Given text.
*****
Dive Brief:
- The Henry Ford Health System in Detroit is furloughing 2,800 employees, or 9% of its 30,000-person workforce this week as financial losses mount due to the novel coronavirus pandemic that has forced hospitals to halt other service lines in order to battle and contain resources to fight the virus.
- The temporary furloughs will affect employees not directly involved in patient care across the six-hospital system. Employees will retain insurance coverage and will be eligible for unemployment benefits, the system said in a statement this week.
- Henry Ford said it suffered a $ 43 million operating loss in the month of March due to the cancellation or postponement of elective procedures, temporary site closures and increased demand for resources to care for COVID-19 patients.
Dive Insight:
Other health systems have been forced to make similar staffing decisions as the pandemic continues to batter hospital finances and resources.
“But, we must face these realities head on,” CEO Wright Lassiter III wrote in an email to employees this week.
Michigan has been hard hit by the virus. In the U.S., Wayne County, Michigan, home to Detroit, accounts for the third most deaths by county, according to the Johns Hopkins Coronavirus Resource Center.
At the end of the first three months of 2020, the system reported a net loss of $ 234.5 million, a decrease of $ 354.9 million compared to the same period in 2019.
The system also reported a net operating loss of $ 36.2 million, a $ 75.6 million decrease from an operating income of $ 39.4 million for the first three months of 2019.
The system expects losses to increase for April and May, surpassing those in March.
*****
Given information.
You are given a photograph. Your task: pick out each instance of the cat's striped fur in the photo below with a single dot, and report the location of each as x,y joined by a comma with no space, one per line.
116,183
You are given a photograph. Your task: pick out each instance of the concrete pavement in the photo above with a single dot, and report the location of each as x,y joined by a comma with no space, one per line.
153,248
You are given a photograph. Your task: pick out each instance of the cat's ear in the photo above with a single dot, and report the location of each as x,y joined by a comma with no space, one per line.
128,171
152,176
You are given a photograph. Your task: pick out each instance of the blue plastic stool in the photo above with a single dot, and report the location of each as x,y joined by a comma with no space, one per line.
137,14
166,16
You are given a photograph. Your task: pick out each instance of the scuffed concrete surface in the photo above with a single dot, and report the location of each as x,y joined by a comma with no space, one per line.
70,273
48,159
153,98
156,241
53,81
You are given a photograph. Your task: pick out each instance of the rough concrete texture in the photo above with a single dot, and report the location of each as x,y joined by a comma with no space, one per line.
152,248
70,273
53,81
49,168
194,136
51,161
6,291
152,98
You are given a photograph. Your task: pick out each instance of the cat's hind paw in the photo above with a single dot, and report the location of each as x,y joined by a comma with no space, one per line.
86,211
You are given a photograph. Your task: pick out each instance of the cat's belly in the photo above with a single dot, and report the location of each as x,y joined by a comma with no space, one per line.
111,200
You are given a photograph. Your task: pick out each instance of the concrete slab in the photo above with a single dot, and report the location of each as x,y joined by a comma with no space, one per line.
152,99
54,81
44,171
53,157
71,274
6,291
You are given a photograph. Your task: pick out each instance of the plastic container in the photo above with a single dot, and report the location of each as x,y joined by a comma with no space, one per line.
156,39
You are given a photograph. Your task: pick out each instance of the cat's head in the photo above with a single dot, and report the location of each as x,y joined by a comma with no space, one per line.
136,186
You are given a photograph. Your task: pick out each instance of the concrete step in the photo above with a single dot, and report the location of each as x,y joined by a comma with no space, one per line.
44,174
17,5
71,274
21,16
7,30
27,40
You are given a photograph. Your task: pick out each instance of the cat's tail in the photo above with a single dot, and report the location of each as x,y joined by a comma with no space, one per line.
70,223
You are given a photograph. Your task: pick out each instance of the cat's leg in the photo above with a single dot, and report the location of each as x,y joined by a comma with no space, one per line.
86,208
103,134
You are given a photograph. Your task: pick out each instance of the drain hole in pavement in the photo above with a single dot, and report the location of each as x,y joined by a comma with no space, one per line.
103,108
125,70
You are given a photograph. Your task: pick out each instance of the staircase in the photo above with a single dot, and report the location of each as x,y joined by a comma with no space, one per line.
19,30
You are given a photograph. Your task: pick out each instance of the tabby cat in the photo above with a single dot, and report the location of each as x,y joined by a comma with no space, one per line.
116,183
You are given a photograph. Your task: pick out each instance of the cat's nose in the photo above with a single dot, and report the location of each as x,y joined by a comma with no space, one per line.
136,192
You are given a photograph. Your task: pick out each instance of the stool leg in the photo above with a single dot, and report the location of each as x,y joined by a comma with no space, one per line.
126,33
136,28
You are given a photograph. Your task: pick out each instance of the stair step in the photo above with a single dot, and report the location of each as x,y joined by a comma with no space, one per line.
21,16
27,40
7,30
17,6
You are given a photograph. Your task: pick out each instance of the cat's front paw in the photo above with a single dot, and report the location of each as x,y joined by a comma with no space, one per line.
*****
Task prompt. Transcribe the passage of the Henry Ford Health System furlough report starting at "- Henry Ford" and ending at "Coronavirus Resource Center.". The records are unrelated to the furlough report and stand apart from it.

Exercise output.
- Henry Ford said it suffered a $ 43 million operating loss in the month of March due to the cancellation or postponement of elective procedures, temporary site closures and increased demand for resources to care for COVID-19 patients.
Dive Insight:
Other health systems have been forced to make similar staffing decisions as the pandemic continues to batter hospital finances and resources.
“But, we must face these realities head on,” CEO Wright Lassiter III wrote in an email to employees this week.
Michigan has been hard hit by the virus. In the U.S., Wayne County, Michigan, home to Detroit, accounts for the third most deaths by county, according to the Johns Hopkins Coronavirus Resource Center.